*WORK REQUEST:*
Decide whether each statement below agrees with the text on Wayne Berkeley's funeral, answering yes or no and quoting the text's deciding words exactly. (a) Berkeley was buried at the Lapeyrouse Cemetery in Port of Spain. (b) Peter Minshall attended the funeral. (c) More than one Member of Parliament attended the funeral.

"Genius" and "perfectionist" were two of the words used to describe masman Wayne Berkeley yesterday.
Following a funeral service yesterday at the Church of the Assumption, Long Circular Road, Maraval Berkeley was laid to rest at the Lapeyrouse Cemetery, Port of Spain.
Minister of Arts and Multiculturalism Winston "Gypsy" Peters was the lone Member of Parliament in attendance.
Absent were Berkeley's fellow mas makers Peter Minshall and Brian MacFarlane.
Among the members of the mas fraternity at the funeral were former president of the National Carnival Bands Association Richard Afong and Earl Patterson with whom Berkeley worked closely for some time.
Also present was eight-time King of Carnival Peter Samuel.
Others paying their respects to Berkeley included Meg and Dana Cheekes of the Pulse8 Mas Band, Ian McKenzie of Genesis Mas Band, Giselle LaRonde-West, Earl Crosby, Eric Butler, Paul Richards, Bill Trotman, Ray Holman, Clem Lue Yat, Nigel Scott, Glen Davis, Zalayhar Hassanali, Cyril Collier, John Humphrey and former chairman of the National Carnival Commission Kenny DeSilva.

*DATA SHOWN:*

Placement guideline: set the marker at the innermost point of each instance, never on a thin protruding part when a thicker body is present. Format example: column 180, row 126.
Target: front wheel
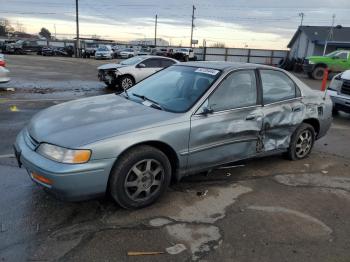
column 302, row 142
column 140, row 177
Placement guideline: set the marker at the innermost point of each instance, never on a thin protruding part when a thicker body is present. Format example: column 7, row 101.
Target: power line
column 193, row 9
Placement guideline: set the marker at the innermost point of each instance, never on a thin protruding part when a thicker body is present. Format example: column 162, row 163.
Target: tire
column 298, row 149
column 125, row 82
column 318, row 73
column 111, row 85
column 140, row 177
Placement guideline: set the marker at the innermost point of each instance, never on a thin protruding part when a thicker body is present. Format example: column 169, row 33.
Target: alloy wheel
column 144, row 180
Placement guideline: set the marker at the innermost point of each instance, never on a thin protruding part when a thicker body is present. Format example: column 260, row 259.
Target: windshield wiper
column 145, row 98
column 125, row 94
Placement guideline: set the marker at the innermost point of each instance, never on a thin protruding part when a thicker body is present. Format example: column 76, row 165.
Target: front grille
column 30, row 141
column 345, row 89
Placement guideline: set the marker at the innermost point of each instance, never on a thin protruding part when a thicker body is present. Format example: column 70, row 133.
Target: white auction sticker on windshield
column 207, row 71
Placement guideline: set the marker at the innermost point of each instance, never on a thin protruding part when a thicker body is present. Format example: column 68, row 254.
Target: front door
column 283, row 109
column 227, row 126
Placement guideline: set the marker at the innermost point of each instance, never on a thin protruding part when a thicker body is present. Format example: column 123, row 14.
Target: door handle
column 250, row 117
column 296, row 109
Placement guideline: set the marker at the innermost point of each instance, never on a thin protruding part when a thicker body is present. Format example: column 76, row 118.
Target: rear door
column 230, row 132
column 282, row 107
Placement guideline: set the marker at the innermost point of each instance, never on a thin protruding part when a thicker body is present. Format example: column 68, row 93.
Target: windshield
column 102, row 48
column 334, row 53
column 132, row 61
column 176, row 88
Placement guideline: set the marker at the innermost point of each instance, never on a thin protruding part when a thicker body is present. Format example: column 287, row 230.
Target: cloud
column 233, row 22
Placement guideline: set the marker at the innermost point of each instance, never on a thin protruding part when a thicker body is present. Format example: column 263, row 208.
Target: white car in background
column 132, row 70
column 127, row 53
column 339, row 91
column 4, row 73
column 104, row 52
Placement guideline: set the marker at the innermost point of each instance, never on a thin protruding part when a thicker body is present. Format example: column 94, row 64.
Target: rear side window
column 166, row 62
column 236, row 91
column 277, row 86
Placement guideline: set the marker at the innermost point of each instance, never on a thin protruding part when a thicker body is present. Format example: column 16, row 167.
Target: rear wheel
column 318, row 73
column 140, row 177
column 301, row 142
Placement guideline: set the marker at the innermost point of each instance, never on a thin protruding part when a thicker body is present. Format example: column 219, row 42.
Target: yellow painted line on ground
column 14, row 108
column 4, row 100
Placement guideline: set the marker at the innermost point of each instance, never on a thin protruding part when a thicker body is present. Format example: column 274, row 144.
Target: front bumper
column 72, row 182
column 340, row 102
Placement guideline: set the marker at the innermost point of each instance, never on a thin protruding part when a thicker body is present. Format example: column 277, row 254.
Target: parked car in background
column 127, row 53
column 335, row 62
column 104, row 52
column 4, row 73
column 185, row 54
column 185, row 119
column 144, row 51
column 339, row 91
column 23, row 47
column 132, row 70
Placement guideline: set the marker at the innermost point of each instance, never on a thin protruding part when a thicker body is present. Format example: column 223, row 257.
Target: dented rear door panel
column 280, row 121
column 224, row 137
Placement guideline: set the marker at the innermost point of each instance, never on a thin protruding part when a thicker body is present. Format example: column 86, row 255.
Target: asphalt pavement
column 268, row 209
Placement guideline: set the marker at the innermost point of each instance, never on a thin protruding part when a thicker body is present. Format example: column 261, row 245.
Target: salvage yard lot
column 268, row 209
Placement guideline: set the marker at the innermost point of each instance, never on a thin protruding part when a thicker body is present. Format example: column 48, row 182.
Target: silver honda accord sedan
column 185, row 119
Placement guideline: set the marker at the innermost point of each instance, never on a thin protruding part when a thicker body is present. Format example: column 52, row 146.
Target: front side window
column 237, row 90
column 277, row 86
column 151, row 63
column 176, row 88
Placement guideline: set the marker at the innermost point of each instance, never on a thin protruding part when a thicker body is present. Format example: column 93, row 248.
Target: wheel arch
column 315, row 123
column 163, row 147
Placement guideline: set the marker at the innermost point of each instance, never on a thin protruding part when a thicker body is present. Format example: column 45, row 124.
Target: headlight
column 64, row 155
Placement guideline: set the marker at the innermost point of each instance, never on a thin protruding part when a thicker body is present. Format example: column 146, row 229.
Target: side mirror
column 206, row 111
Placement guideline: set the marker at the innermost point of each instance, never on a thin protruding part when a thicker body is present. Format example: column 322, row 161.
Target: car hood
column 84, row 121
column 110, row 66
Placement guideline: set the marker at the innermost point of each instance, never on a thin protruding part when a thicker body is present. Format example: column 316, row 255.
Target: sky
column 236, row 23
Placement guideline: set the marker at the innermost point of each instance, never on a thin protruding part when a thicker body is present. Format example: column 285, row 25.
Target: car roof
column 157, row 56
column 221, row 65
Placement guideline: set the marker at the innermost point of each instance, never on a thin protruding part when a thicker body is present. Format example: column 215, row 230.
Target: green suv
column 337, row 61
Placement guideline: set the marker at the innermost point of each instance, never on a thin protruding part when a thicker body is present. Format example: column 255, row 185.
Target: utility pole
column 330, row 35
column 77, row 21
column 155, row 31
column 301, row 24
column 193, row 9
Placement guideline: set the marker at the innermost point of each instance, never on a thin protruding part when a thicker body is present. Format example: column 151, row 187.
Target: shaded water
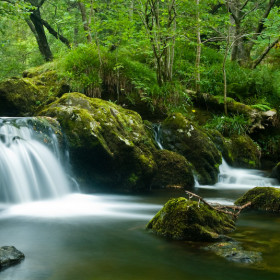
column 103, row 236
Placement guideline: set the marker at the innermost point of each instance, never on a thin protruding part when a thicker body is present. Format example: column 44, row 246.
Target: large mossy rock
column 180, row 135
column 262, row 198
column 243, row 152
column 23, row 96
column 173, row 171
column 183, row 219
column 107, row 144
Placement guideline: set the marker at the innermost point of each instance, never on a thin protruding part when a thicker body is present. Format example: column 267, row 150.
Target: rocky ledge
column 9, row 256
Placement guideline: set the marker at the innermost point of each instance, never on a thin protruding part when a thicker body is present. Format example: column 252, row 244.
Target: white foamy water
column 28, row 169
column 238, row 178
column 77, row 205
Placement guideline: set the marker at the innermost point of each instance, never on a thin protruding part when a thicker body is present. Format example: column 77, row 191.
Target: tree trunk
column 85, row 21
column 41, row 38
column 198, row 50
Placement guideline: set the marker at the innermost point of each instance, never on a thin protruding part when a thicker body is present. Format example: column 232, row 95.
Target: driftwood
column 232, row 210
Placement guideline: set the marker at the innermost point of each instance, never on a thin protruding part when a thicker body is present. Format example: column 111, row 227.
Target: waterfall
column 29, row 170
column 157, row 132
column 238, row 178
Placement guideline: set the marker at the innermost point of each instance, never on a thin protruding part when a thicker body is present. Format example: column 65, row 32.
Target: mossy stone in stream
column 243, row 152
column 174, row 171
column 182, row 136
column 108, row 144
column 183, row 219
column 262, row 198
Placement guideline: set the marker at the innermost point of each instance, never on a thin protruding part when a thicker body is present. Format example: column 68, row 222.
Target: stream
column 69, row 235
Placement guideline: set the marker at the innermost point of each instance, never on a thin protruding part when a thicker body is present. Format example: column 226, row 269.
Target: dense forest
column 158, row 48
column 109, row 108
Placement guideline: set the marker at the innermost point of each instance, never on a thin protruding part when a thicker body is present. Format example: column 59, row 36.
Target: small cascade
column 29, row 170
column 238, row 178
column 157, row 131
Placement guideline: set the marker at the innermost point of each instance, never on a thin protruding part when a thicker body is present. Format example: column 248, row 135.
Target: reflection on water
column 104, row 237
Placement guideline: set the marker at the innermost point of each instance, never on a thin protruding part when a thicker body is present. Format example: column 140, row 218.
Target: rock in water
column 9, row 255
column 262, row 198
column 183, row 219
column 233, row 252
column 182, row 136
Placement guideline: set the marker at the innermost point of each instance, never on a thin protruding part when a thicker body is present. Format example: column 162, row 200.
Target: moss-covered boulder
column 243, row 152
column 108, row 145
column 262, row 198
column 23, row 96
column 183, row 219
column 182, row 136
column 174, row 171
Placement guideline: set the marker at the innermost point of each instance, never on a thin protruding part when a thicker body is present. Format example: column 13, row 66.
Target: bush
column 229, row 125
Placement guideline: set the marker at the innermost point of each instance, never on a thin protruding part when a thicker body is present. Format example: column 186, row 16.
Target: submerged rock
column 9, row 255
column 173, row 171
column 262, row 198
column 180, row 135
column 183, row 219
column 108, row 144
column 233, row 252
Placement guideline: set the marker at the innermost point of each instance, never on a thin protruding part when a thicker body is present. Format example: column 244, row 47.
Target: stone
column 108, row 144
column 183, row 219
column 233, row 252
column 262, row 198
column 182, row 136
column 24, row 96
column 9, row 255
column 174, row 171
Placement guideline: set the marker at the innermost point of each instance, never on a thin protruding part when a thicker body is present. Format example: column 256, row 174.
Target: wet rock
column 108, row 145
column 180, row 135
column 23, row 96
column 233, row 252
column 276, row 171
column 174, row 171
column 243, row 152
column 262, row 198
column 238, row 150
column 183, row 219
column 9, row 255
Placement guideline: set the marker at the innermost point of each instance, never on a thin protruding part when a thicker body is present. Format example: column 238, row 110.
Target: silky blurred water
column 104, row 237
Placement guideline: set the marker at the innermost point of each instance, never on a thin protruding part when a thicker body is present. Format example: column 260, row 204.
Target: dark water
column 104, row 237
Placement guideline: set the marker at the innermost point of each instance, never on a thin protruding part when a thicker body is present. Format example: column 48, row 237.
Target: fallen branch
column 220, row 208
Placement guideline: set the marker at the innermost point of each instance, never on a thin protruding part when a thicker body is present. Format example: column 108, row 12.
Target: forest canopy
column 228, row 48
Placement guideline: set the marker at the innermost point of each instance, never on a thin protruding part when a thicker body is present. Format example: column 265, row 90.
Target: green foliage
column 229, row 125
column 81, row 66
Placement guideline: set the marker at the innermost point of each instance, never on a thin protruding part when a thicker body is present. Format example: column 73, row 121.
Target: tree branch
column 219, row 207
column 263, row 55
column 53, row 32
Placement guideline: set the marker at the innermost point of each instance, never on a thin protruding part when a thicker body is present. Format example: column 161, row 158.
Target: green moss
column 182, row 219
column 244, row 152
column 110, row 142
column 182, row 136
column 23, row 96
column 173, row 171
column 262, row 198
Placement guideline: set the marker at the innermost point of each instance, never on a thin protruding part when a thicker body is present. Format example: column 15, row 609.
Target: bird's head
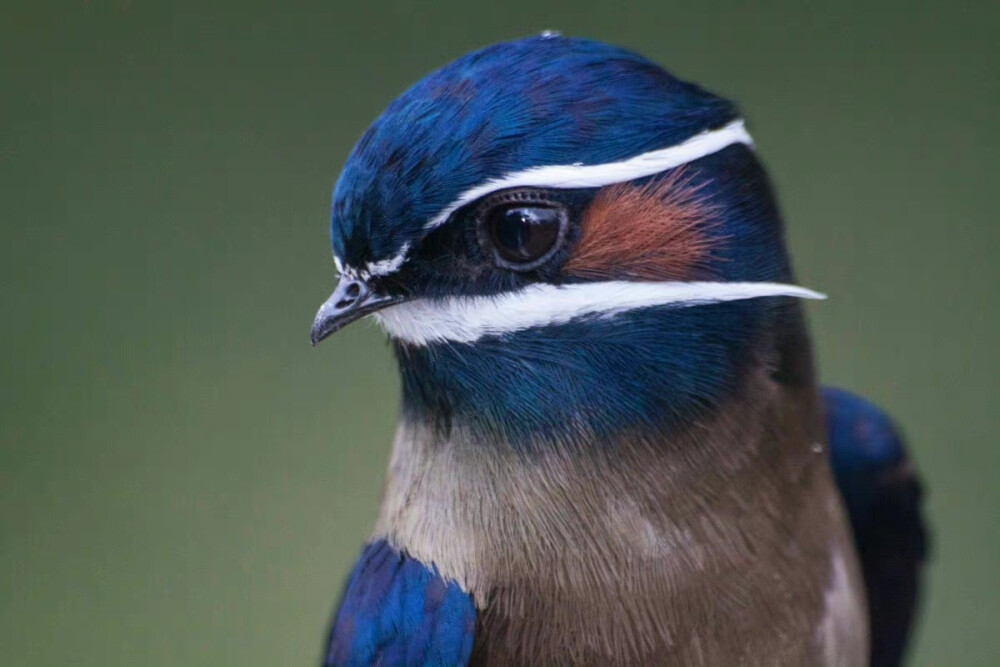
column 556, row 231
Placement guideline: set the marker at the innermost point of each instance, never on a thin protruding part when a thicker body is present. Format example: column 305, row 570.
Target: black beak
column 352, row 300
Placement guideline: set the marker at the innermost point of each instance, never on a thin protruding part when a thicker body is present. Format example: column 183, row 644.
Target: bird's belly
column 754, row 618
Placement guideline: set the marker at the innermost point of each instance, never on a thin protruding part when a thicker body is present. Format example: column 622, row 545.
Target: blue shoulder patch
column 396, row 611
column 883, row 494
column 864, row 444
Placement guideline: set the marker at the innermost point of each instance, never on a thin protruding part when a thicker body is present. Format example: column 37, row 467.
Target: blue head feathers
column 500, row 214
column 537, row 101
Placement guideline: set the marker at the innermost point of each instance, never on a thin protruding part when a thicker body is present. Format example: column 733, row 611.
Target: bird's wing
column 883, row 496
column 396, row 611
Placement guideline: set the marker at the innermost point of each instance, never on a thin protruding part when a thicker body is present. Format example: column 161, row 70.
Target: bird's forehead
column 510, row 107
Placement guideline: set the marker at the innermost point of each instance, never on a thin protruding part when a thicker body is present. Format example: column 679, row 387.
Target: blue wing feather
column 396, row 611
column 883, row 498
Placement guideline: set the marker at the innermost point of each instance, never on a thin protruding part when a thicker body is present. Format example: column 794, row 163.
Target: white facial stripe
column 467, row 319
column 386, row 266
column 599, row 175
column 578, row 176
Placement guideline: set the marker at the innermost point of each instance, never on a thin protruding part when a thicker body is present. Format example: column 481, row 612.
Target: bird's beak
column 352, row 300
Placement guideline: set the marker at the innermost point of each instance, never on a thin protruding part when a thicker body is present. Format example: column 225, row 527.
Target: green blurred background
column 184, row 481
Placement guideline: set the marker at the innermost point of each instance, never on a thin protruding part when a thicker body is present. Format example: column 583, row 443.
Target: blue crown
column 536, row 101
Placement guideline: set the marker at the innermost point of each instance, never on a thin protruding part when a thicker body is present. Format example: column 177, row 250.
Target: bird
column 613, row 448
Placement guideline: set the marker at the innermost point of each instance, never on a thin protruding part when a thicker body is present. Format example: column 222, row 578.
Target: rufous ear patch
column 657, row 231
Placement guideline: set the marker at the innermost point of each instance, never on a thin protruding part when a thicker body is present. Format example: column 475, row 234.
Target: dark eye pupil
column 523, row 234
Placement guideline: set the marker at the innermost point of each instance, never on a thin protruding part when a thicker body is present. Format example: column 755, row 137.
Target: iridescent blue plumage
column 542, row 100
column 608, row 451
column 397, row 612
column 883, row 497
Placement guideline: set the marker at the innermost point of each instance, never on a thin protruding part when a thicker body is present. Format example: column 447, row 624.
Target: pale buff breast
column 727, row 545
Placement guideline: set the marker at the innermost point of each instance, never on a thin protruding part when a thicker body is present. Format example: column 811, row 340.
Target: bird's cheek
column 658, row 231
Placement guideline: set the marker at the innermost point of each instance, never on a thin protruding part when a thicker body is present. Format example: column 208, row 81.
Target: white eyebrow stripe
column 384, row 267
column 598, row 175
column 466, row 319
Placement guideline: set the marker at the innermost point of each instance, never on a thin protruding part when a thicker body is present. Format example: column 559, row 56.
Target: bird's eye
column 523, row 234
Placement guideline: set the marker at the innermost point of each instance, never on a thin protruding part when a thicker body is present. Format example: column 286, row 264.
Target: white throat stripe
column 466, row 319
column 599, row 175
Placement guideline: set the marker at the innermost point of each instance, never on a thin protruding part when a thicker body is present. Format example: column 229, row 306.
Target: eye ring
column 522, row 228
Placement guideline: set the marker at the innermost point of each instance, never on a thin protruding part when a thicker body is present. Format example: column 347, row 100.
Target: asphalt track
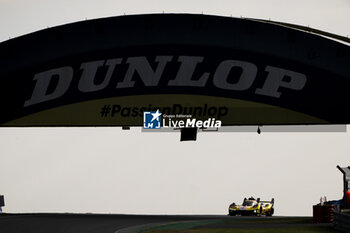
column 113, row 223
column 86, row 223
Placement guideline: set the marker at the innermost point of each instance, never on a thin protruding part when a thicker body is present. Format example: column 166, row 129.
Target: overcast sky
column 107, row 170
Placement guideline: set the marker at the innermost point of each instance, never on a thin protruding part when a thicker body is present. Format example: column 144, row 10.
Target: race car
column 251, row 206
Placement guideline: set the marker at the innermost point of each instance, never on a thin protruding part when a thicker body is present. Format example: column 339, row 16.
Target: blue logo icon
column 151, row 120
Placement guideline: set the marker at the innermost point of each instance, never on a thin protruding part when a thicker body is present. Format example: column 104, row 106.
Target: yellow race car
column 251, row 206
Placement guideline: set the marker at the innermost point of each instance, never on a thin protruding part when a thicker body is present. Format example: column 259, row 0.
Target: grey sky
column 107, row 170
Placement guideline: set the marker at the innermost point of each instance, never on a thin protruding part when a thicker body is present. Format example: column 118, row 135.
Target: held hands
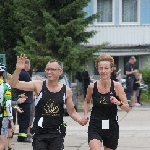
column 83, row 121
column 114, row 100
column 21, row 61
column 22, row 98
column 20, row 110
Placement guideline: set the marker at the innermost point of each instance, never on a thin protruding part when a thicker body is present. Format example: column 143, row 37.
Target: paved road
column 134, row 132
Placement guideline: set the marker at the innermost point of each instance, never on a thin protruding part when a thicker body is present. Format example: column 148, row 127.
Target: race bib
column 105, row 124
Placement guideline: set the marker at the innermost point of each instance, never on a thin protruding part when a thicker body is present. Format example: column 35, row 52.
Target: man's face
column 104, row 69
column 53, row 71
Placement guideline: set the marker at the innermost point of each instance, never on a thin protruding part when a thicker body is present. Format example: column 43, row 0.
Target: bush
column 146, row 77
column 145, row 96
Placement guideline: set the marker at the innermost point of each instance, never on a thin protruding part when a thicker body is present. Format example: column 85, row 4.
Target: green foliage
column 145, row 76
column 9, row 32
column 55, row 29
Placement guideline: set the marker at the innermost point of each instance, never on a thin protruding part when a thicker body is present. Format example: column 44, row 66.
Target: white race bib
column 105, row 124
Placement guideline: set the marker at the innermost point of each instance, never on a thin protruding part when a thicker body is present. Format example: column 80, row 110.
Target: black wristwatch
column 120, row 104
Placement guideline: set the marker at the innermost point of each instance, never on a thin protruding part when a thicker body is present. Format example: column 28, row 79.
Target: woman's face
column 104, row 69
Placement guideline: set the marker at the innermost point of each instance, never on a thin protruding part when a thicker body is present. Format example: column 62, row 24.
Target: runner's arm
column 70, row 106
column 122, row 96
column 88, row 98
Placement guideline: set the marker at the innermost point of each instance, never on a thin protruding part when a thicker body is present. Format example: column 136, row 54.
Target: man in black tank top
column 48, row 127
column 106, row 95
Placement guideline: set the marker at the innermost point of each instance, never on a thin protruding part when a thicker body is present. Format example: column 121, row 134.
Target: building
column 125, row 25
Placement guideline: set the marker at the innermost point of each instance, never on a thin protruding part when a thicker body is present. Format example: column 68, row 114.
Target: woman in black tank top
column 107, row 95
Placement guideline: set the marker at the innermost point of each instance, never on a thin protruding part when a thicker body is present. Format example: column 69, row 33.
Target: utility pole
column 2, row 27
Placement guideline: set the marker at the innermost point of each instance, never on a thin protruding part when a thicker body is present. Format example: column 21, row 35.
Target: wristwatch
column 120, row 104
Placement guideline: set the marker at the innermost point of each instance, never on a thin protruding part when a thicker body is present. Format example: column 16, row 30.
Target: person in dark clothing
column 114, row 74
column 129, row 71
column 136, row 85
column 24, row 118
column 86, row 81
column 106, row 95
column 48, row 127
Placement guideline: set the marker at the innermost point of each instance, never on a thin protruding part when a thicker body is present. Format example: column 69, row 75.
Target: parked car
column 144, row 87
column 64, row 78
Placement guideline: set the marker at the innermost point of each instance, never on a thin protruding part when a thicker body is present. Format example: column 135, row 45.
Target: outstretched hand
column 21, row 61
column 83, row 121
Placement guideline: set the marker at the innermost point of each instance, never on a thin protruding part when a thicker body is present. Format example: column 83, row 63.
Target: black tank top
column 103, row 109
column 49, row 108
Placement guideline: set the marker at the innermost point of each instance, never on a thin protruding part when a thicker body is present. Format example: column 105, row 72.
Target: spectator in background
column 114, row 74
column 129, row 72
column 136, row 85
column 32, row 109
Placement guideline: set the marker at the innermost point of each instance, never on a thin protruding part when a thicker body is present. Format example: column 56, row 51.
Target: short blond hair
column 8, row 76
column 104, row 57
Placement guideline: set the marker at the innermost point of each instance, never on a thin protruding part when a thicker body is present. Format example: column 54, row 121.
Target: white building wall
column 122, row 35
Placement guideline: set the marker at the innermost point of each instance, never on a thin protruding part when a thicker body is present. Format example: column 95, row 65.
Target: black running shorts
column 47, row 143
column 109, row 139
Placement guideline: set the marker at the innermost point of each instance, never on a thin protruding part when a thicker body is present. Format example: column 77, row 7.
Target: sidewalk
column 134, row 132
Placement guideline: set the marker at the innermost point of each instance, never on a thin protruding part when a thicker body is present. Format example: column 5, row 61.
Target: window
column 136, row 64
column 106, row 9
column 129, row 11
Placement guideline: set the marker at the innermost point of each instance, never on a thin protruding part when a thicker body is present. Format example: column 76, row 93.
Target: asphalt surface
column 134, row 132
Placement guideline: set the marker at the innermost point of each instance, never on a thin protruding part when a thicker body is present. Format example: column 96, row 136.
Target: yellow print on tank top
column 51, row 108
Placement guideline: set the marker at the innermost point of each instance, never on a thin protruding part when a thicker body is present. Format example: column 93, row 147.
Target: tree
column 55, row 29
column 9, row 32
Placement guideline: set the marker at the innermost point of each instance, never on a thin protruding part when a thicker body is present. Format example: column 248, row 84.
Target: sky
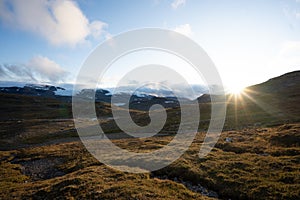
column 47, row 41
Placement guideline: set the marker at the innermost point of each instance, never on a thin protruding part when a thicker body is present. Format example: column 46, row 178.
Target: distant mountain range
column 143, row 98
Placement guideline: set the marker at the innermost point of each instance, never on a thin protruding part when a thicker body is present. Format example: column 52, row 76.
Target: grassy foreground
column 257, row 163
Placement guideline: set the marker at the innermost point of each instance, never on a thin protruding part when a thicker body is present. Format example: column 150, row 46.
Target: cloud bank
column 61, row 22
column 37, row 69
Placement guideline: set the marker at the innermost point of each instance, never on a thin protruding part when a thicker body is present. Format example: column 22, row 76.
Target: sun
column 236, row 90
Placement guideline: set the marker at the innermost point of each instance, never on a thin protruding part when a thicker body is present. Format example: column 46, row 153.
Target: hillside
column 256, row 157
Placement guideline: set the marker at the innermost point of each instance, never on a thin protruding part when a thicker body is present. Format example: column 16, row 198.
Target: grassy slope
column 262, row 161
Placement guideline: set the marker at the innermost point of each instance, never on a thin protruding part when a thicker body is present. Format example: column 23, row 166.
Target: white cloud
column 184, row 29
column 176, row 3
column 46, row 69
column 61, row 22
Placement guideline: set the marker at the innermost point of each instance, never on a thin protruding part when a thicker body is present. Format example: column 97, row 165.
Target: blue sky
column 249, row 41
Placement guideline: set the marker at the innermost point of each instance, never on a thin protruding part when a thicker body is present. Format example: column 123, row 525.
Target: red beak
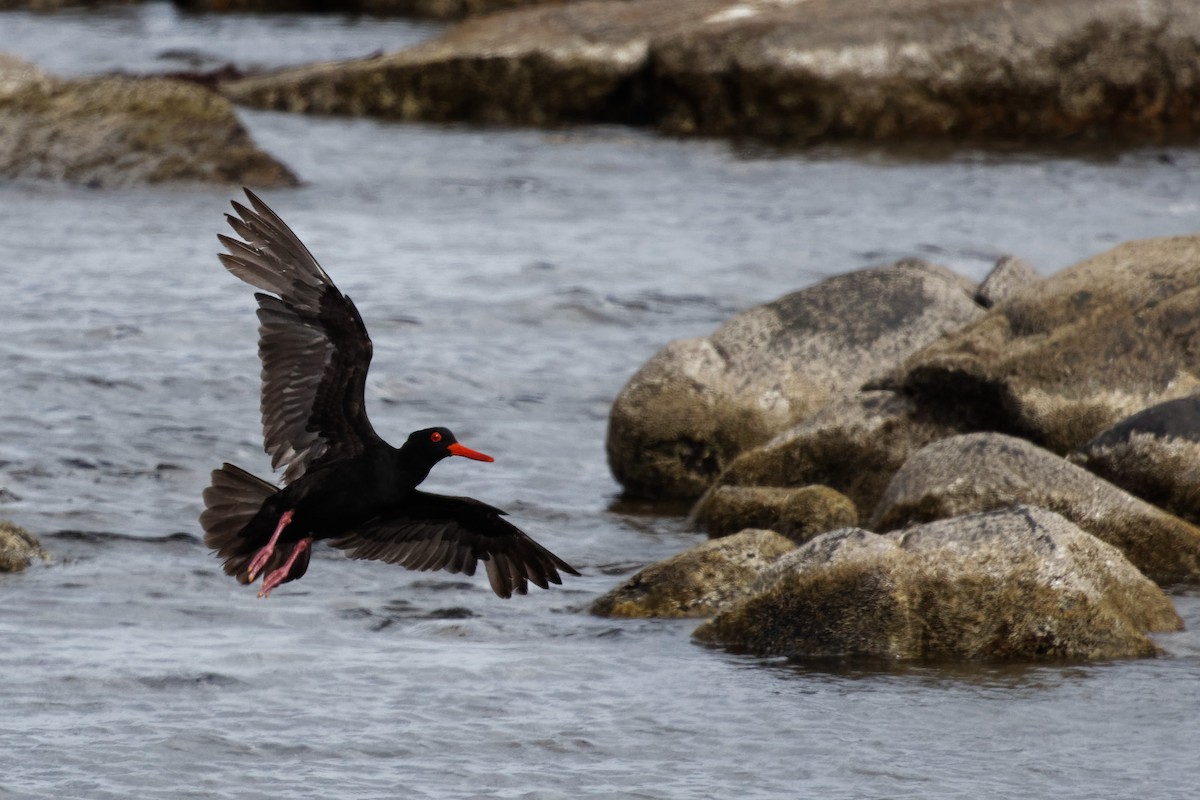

*YOUR SOLUTION:*
(a) Yes: "Berkeley was laid to rest at the Lapeyrouse Cemetery, Port of Spain."
(b) No: "Absent were Berkeley's fellow mas makers Peter Minshall and Brian MacFarlane."
(c) No: "was the lone Member of Parliament in attendance."